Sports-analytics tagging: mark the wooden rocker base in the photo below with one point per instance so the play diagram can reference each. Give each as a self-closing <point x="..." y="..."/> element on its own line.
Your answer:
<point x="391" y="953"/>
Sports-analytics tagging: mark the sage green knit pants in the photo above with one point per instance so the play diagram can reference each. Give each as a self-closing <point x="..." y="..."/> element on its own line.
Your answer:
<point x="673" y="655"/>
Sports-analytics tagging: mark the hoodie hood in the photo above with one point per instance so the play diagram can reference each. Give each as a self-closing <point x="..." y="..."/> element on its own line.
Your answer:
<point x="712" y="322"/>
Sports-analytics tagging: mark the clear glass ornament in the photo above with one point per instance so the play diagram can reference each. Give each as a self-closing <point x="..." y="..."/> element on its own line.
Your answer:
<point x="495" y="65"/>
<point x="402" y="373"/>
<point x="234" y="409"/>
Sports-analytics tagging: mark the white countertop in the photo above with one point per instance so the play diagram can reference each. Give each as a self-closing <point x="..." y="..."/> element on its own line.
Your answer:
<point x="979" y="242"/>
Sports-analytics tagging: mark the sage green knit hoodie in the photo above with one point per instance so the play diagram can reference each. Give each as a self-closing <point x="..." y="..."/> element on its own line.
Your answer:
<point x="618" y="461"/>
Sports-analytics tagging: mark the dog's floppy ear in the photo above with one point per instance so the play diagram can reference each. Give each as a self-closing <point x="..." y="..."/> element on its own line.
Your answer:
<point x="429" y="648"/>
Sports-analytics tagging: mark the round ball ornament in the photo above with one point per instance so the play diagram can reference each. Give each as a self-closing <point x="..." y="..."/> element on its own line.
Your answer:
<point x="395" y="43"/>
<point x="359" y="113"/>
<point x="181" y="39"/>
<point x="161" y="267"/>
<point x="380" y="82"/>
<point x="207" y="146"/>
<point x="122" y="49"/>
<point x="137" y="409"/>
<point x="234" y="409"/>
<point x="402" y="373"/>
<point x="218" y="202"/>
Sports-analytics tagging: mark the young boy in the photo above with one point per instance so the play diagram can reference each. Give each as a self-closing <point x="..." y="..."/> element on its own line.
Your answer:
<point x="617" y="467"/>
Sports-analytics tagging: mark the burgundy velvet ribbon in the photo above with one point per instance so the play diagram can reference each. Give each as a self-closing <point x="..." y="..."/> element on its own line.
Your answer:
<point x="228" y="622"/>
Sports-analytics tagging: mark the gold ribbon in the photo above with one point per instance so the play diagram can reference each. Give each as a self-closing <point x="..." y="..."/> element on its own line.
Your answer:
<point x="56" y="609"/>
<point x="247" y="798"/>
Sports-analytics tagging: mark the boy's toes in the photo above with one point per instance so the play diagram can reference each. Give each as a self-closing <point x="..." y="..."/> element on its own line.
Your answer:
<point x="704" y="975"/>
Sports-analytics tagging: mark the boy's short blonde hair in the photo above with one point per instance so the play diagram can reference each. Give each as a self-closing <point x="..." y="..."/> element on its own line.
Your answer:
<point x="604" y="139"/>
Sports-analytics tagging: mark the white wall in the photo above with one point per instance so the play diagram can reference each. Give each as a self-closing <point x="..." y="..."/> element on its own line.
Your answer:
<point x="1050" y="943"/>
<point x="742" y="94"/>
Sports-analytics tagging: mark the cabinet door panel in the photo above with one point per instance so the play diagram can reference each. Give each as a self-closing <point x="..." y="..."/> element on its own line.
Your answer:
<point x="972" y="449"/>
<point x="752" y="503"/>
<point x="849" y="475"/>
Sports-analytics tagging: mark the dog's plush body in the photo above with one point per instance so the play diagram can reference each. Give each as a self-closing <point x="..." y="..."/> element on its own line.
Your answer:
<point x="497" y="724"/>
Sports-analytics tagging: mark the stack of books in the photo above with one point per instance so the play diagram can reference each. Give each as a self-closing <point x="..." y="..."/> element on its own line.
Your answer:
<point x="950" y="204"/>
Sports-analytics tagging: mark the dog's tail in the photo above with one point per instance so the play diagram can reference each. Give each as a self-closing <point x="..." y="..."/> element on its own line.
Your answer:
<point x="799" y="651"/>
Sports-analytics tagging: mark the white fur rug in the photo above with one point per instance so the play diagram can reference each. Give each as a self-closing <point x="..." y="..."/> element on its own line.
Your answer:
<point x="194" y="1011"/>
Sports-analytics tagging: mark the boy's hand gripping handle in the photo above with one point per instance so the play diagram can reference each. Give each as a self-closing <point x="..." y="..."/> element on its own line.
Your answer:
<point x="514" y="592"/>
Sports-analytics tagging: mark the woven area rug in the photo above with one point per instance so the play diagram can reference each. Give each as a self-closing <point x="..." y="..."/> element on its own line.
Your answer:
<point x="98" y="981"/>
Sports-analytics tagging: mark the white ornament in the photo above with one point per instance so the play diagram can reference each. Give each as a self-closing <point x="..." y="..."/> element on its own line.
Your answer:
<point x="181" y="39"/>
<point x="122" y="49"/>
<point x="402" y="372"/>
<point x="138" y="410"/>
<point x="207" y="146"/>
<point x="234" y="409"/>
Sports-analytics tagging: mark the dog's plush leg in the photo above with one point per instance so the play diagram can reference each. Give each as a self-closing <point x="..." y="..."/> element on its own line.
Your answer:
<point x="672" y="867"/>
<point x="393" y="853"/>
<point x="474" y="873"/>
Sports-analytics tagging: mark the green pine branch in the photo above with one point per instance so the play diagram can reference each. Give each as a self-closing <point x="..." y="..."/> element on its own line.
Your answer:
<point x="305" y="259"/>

++++++++++

» **Your task**:
Type out the material again exactly as presented.

» **Expected output**:
Sports-analytics tagging: mark the wooden rocker base in the photo below with one point per instance so the play diagram can reference each. Give each as a self-closing <point x="..." y="..."/> element on its own line.
Your answer:
<point x="391" y="953"/>
Sports-analytics tagging: mark the sage green knit pants in the photo above with one point per instance so the play diagram can reference each. Give each as a self-closing <point x="..." y="..."/> element on its own line.
Your answer:
<point x="673" y="655"/>
Sports-analytics tagging: mark the hoodie hood in the photo above with one point per instance so the play diagram can reference each. Give each as a self-closing <point x="..." y="..."/> element on its own line.
Your answer:
<point x="712" y="322"/>
Sports-analytics tagging: mark the clear glass ornament in the photo above with one point per instance so the play diagram can reference each. Give each as a self-closing <point x="..." y="..."/> element on its own line.
Your answer:
<point x="495" y="65"/>
<point x="402" y="373"/>
<point x="234" y="409"/>
Sports-analytics tagging: mark the white countertop in the photo above with one point per instance so the play diagram can reference each. Give each as a self-closing <point x="..." y="..."/> element on its own line.
Your answer:
<point x="979" y="242"/>
Sports-analytics tagging: mark the sage green knit hoodie in the photo above with one point per instance so the play diagram can reference each. Give each as a self-closing <point x="..." y="..."/> element on its own line.
Your answer:
<point x="618" y="461"/>
Sports-analytics tagging: mark the dog's floppy ear in the photo above with one point per instance so the play diagram can reference each. Give each as a self-closing <point x="..." y="..."/> element on its own line.
Your answer:
<point x="429" y="648"/>
Sports-analytics tagging: mark the round ball ornament in the photo above with one point per instance so the play diagram can reference each. Give each as a self-closing <point x="..." y="..."/> element on its own line.
Your answer:
<point x="395" y="43"/>
<point x="359" y="113"/>
<point x="181" y="39"/>
<point x="161" y="267"/>
<point x="380" y="82"/>
<point x="207" y="146"/>
<point x="122" y="49"/>
<point x="137" y="409"/>
<point x="234" y="409"/>
<point x="402" y="373"/>
<point x="218" y="202"/>
Sports-analytics tagging: mark the young boy in the photo above with one point per instance so the play diagram can reference each. Give each as a self-closing <point x="..." y="..."/> element on its own line.
Your answer:
<point x="617" y="467"/>
Sports-analytics tagging: mark the burgundy velvet ribbon in the photo above with one point per instance so the play diagram can reference each. Give each as a self-closing <point x="..." y="..."/> element on its own line.
Your answer:
<point x="228" y="622"/>
Sports-analytics tagging: mark the gold ribbon in the photo above with one point per instance so the play diagram can reference each. Give each as a self-closing <point x="..." y="..."/> element on its own line.
Your answer:
<point x="56" y="609"/>
<point x="247" y="798"/>
Sports-analytics tagging: mark the boy's toes in the photo above with one point per instance so the play diagram can reference each. Give each as a self-closing <point x="..." y="..."/> element on its own line.
Your answer:
<point x="704" y="975"/>
Sports-analytics tagging: mark the boy's short blonde hair in the photo above with one point per instance so the play diagram can reference each. Give each as a self-closing <point x="..." y="..."/> element on its own line.
Your answer:
<point x="604" y="139"/>
Sports-analytics tagging: mark the white wall in the photo above with one point per instance so the play diagram can reference each. Give each as a self-closing <point x="..." y="..."/> element on its own line.
Your answer:
<point x="1050" y="943"/>
<point x="742" y="94"/>
Sports-analytics tagging: mark the cabinet door panel in the photo above with one point per instance so the play diagram can reference each. Give each as a self-closing <point x="..." y="..."/> element on its own line.
Your answer:
<point x="972" y="449"/>
<point x="752" y="503"/>
<point x="849" y="475"/>
Sports-analytics tagging: mark the dog's plush body in the photo above with one point per instance so the play diagram can reference each. Give each as a self-closing <point x="..." y="..."/> element on its own line.
Your answer:
<point x="497" y="724"/>
Sports-analytics tagging: mark the stack of books in the photo above with one point per instance so the play diagram can reference each. Give each as a self-closing <point x="..." y="..."/> element on its own line.
Your answer:
<point x="950" y="204"/>
Sports-analytics tagging: mark the dog's tail in the photo above with one point per instance so the play diagram can reference each. Give each as a self-closing <point x="..." y="..."/> element on its own line.
Your answer:
<point x="799" y="651"/>
Sports-analytics tagging: mark the white fur rug in the photo above with one point per instance so the play diagram can reference each. Give each as a self-closing <point x="..." y="..."/> element on its own line.
Your answer:
<point x="194" y="1011"/>
Sports-analytics tagging: mark the boy's hand gripping handle in the photo above with one point per instance so the play diagram can reference each. Give each as a self-closing <point x="..." y="..."/> element on its own line.
Your answer:
<point x="514" y="592"/>
Sports-analytics tagging: mark the woven area rug in the photo above with one point per instance so the play diagram can reference each. Give each as a self-closing <point x="..." y="..."/> element on its own line.
Your answer:
<point x="98" y="981"/>
Sports-analytics tagging: mark the white ornament in the photo above with one point per instance so the play diagram can reference each. Give each as a self-closing <point x="..." y="..."/> element on its own line.
Your answer:
<point x="181" y="39"/>
<point x="122" y="49"/>
<point x="402" y="372"/>
<point x="138" y="410"/>
<point x="207" y="146"/>
<point x="234" y="409"/>
Sports-analytics tagging: mark the dog's plush leg in the photo above with one point per instance so the play diagram can reference each. Give each as a self-closing <point x="..." y="..."/> element on its own line.
Your answer:
<point x="672" y="867"/>
<point x="393" y="853"/>
<point x="474" y="873"/>
Sports-analytics tagging: mark the green pine branch in the photo above with one point per instance so the play diagram can reference each. Give each as a self-closing <point x="..." y="..."/> element on its own line.
Your answer:
<point x="305" y="259"/>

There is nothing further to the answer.